As a church pianist, I think it’s helpful from time to time to focus on your artistry. I know the church pianist serves a purpose, and it’s important for us to consider our role as servants in the church. (I do believe people are called to serve, and all Christians are “wired” with ways in which they serve the church. There is great value to servant-hood, and it’s a broad Scriptural principle.) But to maintain merely a utilitarian view of our position is to miss out on opportunities to be creative and artistic.

A couple of preliminary thoughts. First, make sure your leadership is on board with your ideas. This also means you need to clearly and precisely communicate your ideas. Don’t just do some of these “tricks” without informing anyone; that would not be wise. Further, know that change is sometimes difficult to implement, and can often be met with resistance. This is not a blog about change in the church, but I’m sure there could be entire blogs devoted to the subject. Just use your wisdom, and the combined wisdom of your peers, team, and leadership. In most of the examples below, I would recommend that you showcase or demonstrate what you have in mind–in detail–so that everyone is on the same page.

Change up the prelude.

Maybe you just have a CD play; spice it up with live musicians. Maybe you just play a bunch of hymns in the hymnal; change it up with some modern songs, or a variety. Maybe your church likes a lively prelude as people enter; consider throwing in one meditative song, perhaps in the middle, that might help people to reflect and pray. Add instrumentalists. Have an acoustic ensemble. Incorporate a student ensemble. Do something out of the ordinary that says you’re being intentional about all aspects of your corporate worship.

Add transitions between songs.

Tying your songs together with seamless musical transitions helps create momentum and a sense of direction. Including the lyrics on the screens or in the bulletins best facilitates this, but it can also be creatively achieved by using a hymnal. Some modern hymnals contain a few ready-made medleys available for use. Even if you have to spend time writing out your transitions, it will be well worth your time.

Provide background music for segues and prayers.

Sometimes, dead space is appropriate. But sometimes it’s helpful to include music to help transition, or to provide an atmosphere of thoughtfulness or reverence. Of course, we don’t “create” worship. But in the same way that a full orchestra aids in worship, or an organ or a guitar aids in worship, so can our keyboard artistry. Use simple, whole note chords and progressions. Don’t have distracting melodies, that might actually compete with the speaker or worship going on.

▬▬▬▬▬▬▬▬▬▬

#### Tasks and exercises:
1) In the church pianist text, what kind of chords does the writer recommend for background music?
2) Repeat part of the church pianist text word for word, starting at the words "Add transitions between" and stopping after "worth your time.".

▬▬▬▬▬▬▬▬▬▬

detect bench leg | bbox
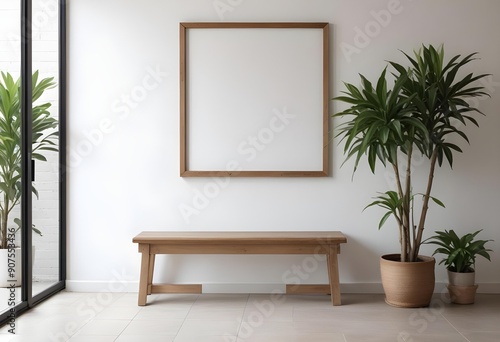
[327,245,341,305]
[138,244,150,306]
[148,254,156,295]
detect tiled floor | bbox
[0,292,500,342]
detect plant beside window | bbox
[0,71,58,249]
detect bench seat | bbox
[132,231,347,306]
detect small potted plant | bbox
[333,45,488,307]
[425,229,493,304]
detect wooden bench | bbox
[132,231,347,306]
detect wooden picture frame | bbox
[180,23,330,177]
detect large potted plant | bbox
[333,45,487,307]
[424,229,493,304]
[0,71,58,286]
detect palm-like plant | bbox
[0,71,58,248]
[333,45,488,262]
[424,229,493,273]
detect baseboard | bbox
[66,280,500,294]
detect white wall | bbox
[68,0,500,292]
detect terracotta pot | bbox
[447,285,477,304]
[380,254,436,308]
[448,270,476,287]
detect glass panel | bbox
[0,0,22,312]
[32,0,60,296]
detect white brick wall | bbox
[0,0,59,281]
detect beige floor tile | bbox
[69,335,118,342]
[444,314,500,332]
[463,331,500,342]
[177,319,240,338]
[115,335,175,342]
[75,319,130,336]
[186,306,245,321]
[120,319,184,337]
[236,332,344,342]
[174,335,237,342]
[95,306,141,320]
[134,307,190,321]
[398,333,468,342]
[344,332,405,342]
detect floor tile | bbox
[0,292,500,342]
[177,319,240,338]
[73,319,130,336]
[68,335,118,342]
[398,333,468,342]
[115,335,175,342]
[95,306,141,320]
[120,319,184,337]
[463,331,500,342]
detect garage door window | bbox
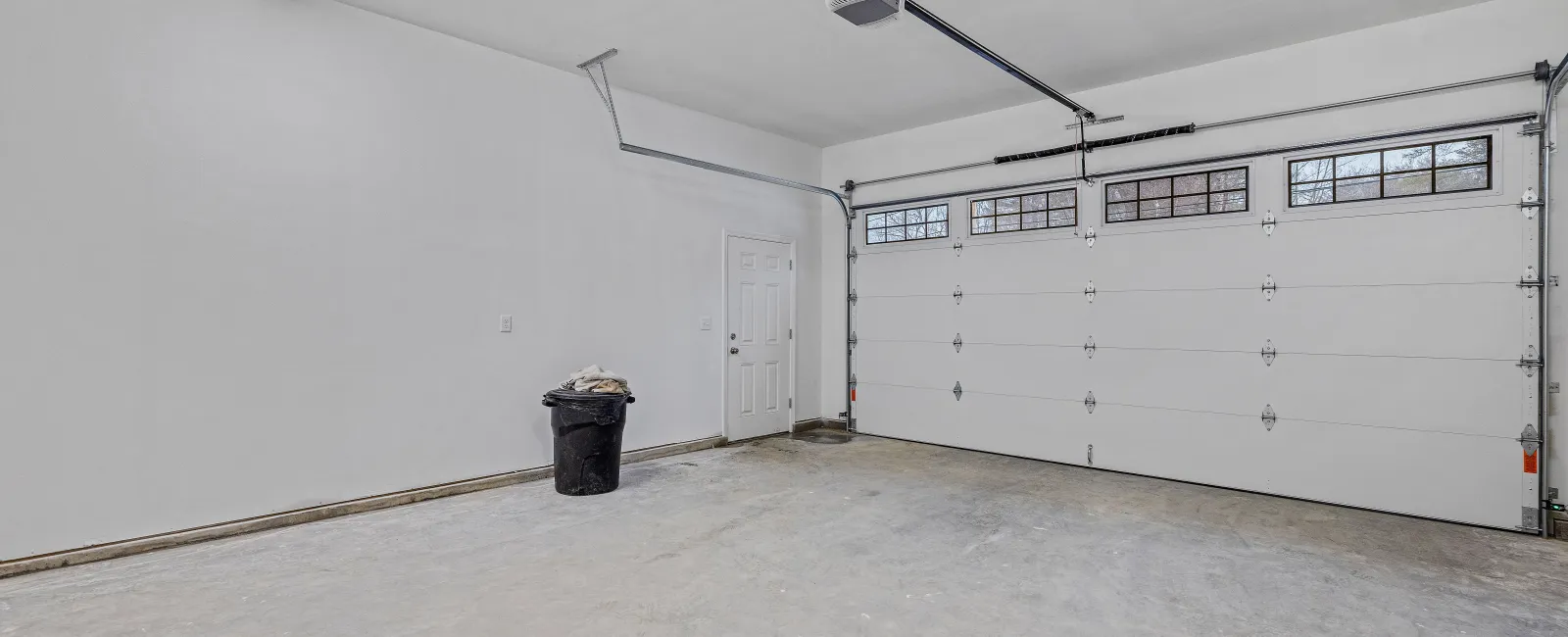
[1291,136,1492,207]
[1105,168,1249,222]
[969,188,1077,234]
[865,204,947,245]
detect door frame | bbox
[718,229,800,438]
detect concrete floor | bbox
[0,436,1568,637]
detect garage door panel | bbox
[855,250,959,295]
[1273,206,1524,285]
[855,383,967,447]
[1264,284,1524,361]
[855,297,956,342]
[958,390,1088,465]
[1254,355,1526,438]
[855,342,959,389]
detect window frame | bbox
[1284,133,1497,209]
[860,201,954,248]
[1102,164,1252,226]
[949,185,1084,238]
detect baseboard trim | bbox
[789,417,849,433]
[0,436,729,579]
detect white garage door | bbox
[855,123,1539,529]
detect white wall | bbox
[0,0,823,561]
[821,0,1568,499]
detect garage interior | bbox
[0,0,1568,635]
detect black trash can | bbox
[544,389,637,496]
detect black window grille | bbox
[1289,136,1492,207]
[865,204,947,245]
[969,188,1077,234]
[1105,167,1249,222]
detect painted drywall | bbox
[821,0,1568,499]
[0,0,823,561]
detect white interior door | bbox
[724,237,795,439]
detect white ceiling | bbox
[342,0,1482,146]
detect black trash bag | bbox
[544,389,637,496]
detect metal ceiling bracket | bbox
[1519,345,1542,378]
[1519,266,1546,298]
[1519,425,1543,455]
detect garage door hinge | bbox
[1519,345,1542,378]
[1519,266,1546,298]
[1518,425,1543,455]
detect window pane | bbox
[1024,193,1046,212]
[1105,203,1139,221]
[1383,146,1432,172]
[1438,167,1487,193]
[1291,182,1335,206]
[1209,170,1247,190]
[1174,174,1209,195]
[1209,193,1247,212]
[1051,209,1077,227]
[1139,199,1171,220]
[1335,177,1378,201]
[1291,159,1335,183]
[1383,172,1432,196]
[1139,179,1171,199]
[1438,139,1488,167]
[1335,152,1383,177]
[1173,195,1209,217]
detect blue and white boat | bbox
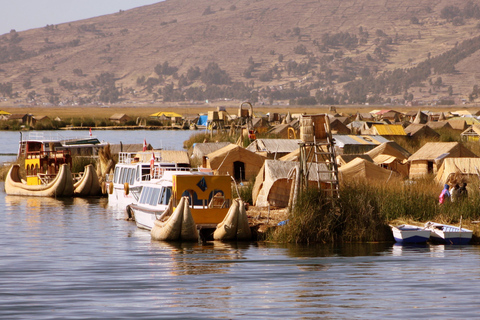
[425,221,473,244]
[390,224,431,243]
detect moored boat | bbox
[425,221,473,245]
[73,164,102,197]
[390,224,430,244]
[128,171,232,235]
[106,151,191,209]
[5,164,73,197]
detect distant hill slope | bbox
[0,0,480,104]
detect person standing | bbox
[450,183,460,202]
[438,184,451,204]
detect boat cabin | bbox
[138,172,232,226]
[25,141,72,186]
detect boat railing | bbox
[25,150,70,159]
[37,173,57,184]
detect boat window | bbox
[148,188,160,206]
[138,187,148,203]
[125,168,133,184]
[142,166,150,181]
[129,168,136,185]
[182,190,203,206]
[118,168,127,184]
[158,187,172,205]
[140,187,152,204]
[113,168,120,183]
[208,189,228,208]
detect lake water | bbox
[0,185,480,319]
[0,131,480,319]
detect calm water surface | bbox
[0,131,480,319]
[0,185,480,319]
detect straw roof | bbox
[207,144,265,180]
[405,123,440,138]
[338,158,398,182]
[252,160,330,207]
[373,124,407,136]
[427,121,453,130]
[246,139,302,153]
[461,124,480,136]
[149,111,182,118]
[366,141,410,163]
[435,158,480,185]
[192,142,231,159]
[408,142,477,161]
[337,154,373,166]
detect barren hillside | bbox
[0,0,480,104]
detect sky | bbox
[0,0,162,35]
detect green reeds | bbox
[270,177,480,243]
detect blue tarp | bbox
[197,115,208,126]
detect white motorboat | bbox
[425,221,473,245]
[390,224,430,243]
[127,171,232,230]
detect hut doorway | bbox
[233,161,245,181]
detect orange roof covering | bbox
[373,124,407,136]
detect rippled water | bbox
[0,185,480,319]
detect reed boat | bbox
[425,221,473,245]
[5,164,73,197]
[127,171,232,236]
[73,164,102,197]
[390,224,430,244]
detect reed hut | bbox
[247,139,302,159]
[204,144,265,181]
[190,142,231,160]
[252,160,330,207]
[337,154,373,167]
[366,141,410,178]
[405,123,440,140]
[135,150,190,167]
[338,158,399,182]
[435,158,480,185]
[427,121,453,130]
[330,118,351,134]
[460,124,480,142]
[333,134,390,154]
[408,142,477,179]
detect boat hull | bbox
[392,225,431,243]
[426,222,473,245]
[5,164,73,197]
[73,164,102,197]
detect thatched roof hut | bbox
[408,142,477,179]
[405,123,440,139]
[460,124,480,141]
[367,141,410,177]
[338,158,398,182]
[252,160,329,207]
[204,144,265,180]
[247,139,302,159]
[435,158,480,185]
[337,154,373,167]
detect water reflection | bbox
[150,241,249,276]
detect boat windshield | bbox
[158,187,172,205]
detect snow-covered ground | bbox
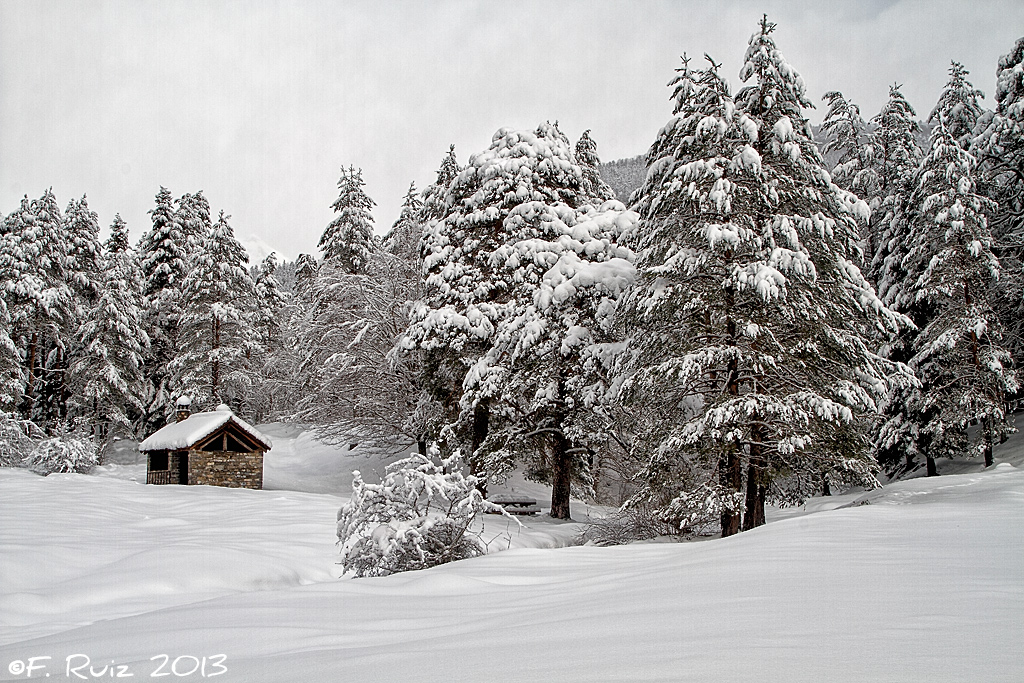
[0,425,1024,682]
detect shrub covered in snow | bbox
[338,455,512,577]
[0,413,37,467]
[25,436,98,475]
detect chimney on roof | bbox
[174,396,191,422]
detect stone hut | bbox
[138,396,272,488]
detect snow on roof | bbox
[138,405,272,453]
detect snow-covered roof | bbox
[138,404,272,452]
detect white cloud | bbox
[0,1,1024,258]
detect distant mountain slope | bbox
[599,122,932,205]
[598,155,647,204]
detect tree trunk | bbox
[718,450,743,539]
[982,418,994,467]
[467,398,490,498]
[718,289,743,539]
[210,317,220,403]
[743,427,768,531]
[22,332,39,420]
[551,431,572,519]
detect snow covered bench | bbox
[487,495,541,515]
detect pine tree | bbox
[241,253,292,422]
[928,61,985,150]
[821,90,878,203]
[138,186,189,433]
[296,251,429,453]
[168,211,254,411]
[0,189,73,424]
[0,296,25,411]
[575,129,615,201]
[174,189,213,257]
[65,195,102,318]
[318,166,376,273]
[384,182,423,263]
[624,18,901,536]
[404,124,582,491]
[103,213,134,256]
[69,223,150,435]
[473,197,638,519]
[882,118,1018,475]
[420,144,462,224]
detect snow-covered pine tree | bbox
[174,189,213,259]
[295,254,319,302]
[928,61,985,150]
[296,250,429,453]
[463,194,638,519]
[882,117,1019,475]
[865,85,922,296]
[403,124,582,485]
[103,213,130,253]
[420,144,462,224]
[318,166,376,273]
[69,214,150,435]
[0,296,25,413]
[168,211,254,412]
[624,24,901,536]
[248,253,294,422]
[383,182,423,263]
[575,129,615,201]
[971,38,1024,382]
[0,189,73,424]
[138,186,189,433]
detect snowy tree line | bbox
[0,18,1024,548]
[0,187,285,466]
[323,18,1024,536]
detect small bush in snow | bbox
[0,413,39,467]
[25,436,97,475]
[338,455,516,577]
[580,504,700,546]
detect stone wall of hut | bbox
[188,451,263,488]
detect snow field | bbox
[0,430,1024,683]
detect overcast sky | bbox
[0,0,1024,259]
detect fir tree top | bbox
[736,14,814,137]
[384,182,423,260]
[103,213,131,254]
[421,144,462,223]
[928,61,985,148]
[317,166,376,273]
[138,186,187,296]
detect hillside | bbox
[0,429,1024,683]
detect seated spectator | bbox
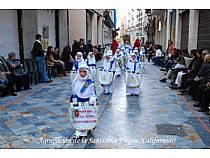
[194,54,210,112]
[148,44,155,62]
[7,52,30,91]
[46,46,66,76]
[160,49,185,82]
[177,50,208,94]
[0,56,17,96]
[53,47,61,60]
[153,45,162,65]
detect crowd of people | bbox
[154,41,210,112]
[0,34,102,96]
[70,40,146,139]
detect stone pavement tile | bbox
[59,128,74,138]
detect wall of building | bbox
[37,10,56,50]
[0,10,19,58]
[69,9,86,45]
[22,10,38,58]
[59,10,68,53]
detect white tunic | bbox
[126,61,140,95]
[73,79,96,103]
[73,59,87,70]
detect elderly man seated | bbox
[7,52,30,91]
[0,56,17,96]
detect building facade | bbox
[152,9,210,52]
[0,10,68,60]
[120,9,148,44]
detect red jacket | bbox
[133,39,141,49]
[112,40,119,55]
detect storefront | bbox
[181,10,190,49]
[0,10,19,58]
[198,9,210,49]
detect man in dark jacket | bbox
[7,52,30,91]
[87,40,93,53]
[31,34,52,83]
[0,56,17,96]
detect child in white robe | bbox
[114,49,123,76]
[73,52,86,71]
[86,52,96,80]
[126,53,140,96]
[103,51,115,94]
[70,64,97,139]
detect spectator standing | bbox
[112,39,119,56]
[87,40,93,52]
[31,34,52,83]
[53,47,61,60]
[72,40,79,59]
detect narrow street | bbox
[0,62,210,149]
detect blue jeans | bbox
[36,57,49,82]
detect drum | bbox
[69,70,77,81]
[96,69,113,85]
[90,66,96,80]
[124,71,142,88]
[68,102,99,131]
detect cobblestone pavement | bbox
[0,63,210,148]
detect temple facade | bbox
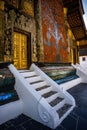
[0,0,85,69]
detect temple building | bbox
[0,0,86,69]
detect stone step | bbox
[36,85,50,91]
[57,104,71,118]
[42,91,57,98]
[30,80,44,85]
[49,97,64,107]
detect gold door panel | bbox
[14,32,27,69]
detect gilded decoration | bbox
[0,1,4,10]
[0,11,3,37]
[22,0,34,17]
[6,0,18,8]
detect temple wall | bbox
[41,0,68,62]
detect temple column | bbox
[34,0,44,62]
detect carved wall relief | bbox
[4,3,37,61]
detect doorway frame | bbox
[12,27,32,68]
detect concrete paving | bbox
[0,83,87,130]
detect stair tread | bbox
[49,97,64,107]
[42,91,57,98]
[57,104,71,118]
[30,80,44,84]
[36,85,50,91]
[19,70,34,73]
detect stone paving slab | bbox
[0,83,87,130]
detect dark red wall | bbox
[41,0,68,62]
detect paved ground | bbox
[0,84,87,130]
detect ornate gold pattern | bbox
[23,0,34,17]
[14,32,27,69]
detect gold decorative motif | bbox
[0,1,4,10]
[14,32,27,69]
[23,0,34,17]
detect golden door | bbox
[13,32,27,69]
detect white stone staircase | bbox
[9,64,75,129]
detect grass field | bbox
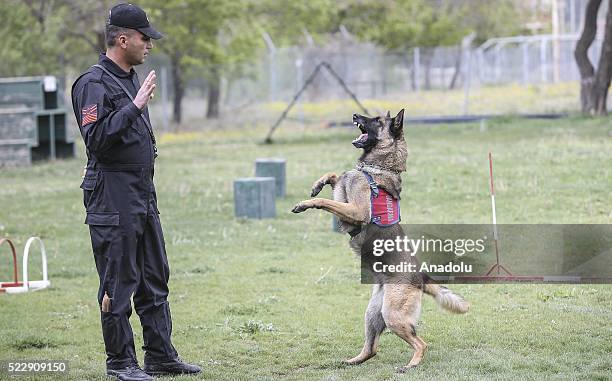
[0,114,612,380]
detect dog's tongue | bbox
[353,134,368,143]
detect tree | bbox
[0,0,60,76]
[574,0,612,115]
[340,0,520,88]
[141,0,263,123]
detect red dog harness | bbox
[349,171,401,237]
[362,171,400,227]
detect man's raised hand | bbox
[134,70,157,110]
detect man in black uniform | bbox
[72,4,200,380]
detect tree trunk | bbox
[574,0,601,114]
[206,68,221,119]
[170,54,185,124]
[593,0,612,116]
[448,48,463,90]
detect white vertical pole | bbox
[295,58,304,124]
[463,48,472,115]
[521,41,529,85]
[413,47,421,91]
[160,66,170,132]
[540,38,548,82]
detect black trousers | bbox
[84,167,177,369]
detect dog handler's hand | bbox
[134,70,157,110]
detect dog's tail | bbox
[423,279,470,314]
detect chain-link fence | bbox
[139,31,602,126]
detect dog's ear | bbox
[391,109,404,134]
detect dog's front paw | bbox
[395,365,416,374]
[310,181,325,197]
[291,201,310,213]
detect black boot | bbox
[144,357,202,376]
[106,365,153,381]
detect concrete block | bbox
[234,177,276,219]
[255,158,287,197]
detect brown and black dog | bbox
[292,110,469,372]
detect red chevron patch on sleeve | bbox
[81,104,98,127]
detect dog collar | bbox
[355,161,402,175]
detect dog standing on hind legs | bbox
[292,110,469,372]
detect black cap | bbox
[108,3,163,40]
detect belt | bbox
[91,163,153,171]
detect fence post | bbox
[413,47,421,91]
[295,58,304,124]
[521,41,529,85]
[540,37,548,82]
[262,31,276,102]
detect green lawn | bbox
[0,116,612,380]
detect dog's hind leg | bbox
[310,172,338,197]
[344,284,385,365]
[382,284,427,373]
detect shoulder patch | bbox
[81,103,98,127]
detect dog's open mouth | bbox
[353,122,368,146]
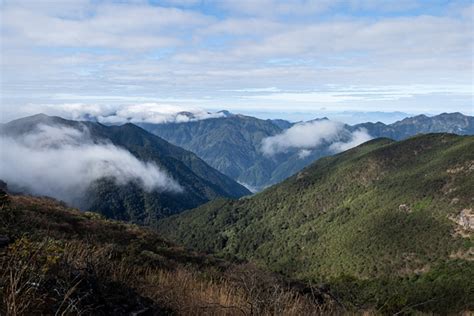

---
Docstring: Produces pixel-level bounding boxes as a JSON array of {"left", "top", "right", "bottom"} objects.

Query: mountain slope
[
  {"left": 0, "top": 188, "right": 336, "bottom": 315},
  {"left": 140, "top": 114, "right": 288, "bottom": 187},
  {"left": 349, "top": 113, "right": 474, "bottom": 140},
  {"left": 141, "top": 112, "right": 474, "bottom": 190},
  {"left": 1, "top": 115, "right": 249, "bottom": 224},
  {"left": 159, "top": 134, "right": 474, "bottom": 308}
]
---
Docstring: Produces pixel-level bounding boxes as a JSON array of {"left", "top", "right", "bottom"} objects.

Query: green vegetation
[
  {"left": 158, "top": 134, "right": 474, "bottom": 313},
  {"left": 145, "top": 113, "right": 474, "bottom": 190},
  {"left": 0, "top": 114, "right": 250, "bottom": 225},
  {"left": 0, "top": 191, "right": 341, "bottom": 315}
]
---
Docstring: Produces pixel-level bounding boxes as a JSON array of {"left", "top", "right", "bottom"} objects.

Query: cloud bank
[
  {"left": 0, "top": 125, "right": 182, "bottom": 205},
  {"left": 261, "top": 120, "right": 372, "bottom": 159},
  {"left": 21, "top": 103, "right": 229, "bottom": 124}
]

▬▬▬▬▬▬▬▬▬▬

#### Expected results:
1) Simple, whole note chords and progressions.

2)
Add transitions between songs.

Tying your songs together with seamless musical transitions helps create momentum and a sense of direction. Including the lyrics on the screens or in the bulletins best facilitates this, but it can also be creatively achieved by using a hymnal. Some modern hymnals contain a few ready-made medleys available for use. Even if you have to spend time writing out your transitions, it will be well worth your time.